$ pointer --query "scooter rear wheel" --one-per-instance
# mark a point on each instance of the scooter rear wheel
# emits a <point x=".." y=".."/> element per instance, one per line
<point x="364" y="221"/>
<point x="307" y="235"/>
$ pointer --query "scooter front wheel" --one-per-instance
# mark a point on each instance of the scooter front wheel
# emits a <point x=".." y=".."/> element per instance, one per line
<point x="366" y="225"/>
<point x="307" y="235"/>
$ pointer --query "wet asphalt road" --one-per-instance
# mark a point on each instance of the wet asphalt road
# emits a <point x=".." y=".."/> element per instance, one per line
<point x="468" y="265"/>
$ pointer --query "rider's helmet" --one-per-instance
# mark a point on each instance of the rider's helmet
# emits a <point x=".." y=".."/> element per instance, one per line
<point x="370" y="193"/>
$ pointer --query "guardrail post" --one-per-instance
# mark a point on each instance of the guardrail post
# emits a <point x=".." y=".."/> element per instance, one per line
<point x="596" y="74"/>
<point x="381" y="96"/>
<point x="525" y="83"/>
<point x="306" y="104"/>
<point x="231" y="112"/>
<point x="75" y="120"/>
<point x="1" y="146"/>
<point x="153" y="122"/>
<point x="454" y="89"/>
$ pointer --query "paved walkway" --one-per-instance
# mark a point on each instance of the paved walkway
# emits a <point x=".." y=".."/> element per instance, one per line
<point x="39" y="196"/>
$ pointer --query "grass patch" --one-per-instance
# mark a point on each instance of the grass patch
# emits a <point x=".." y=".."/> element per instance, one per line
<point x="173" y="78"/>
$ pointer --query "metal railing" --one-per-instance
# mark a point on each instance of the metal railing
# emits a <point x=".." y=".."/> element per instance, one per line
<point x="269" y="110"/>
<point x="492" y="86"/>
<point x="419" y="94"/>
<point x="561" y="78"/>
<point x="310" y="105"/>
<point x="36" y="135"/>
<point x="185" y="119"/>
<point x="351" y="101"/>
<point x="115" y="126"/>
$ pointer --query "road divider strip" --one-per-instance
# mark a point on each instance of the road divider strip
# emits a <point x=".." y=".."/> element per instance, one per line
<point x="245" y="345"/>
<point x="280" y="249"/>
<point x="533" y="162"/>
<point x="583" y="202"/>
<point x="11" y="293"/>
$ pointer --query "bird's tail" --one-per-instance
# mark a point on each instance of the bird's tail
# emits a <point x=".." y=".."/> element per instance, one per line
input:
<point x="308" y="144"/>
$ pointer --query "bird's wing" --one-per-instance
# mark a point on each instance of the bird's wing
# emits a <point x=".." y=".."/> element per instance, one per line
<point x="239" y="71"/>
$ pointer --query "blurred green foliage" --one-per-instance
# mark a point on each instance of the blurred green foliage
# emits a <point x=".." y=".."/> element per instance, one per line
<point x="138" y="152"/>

****************************************

◆ YOUR TASK
Which lines in the records above contain the word "metal", with case counting? Display each of those lines in full.

◆ RESULT OF THIS TASK
$ pointer --query "metal railing" --one-per-instance
# mark a point on each instance of the metal railing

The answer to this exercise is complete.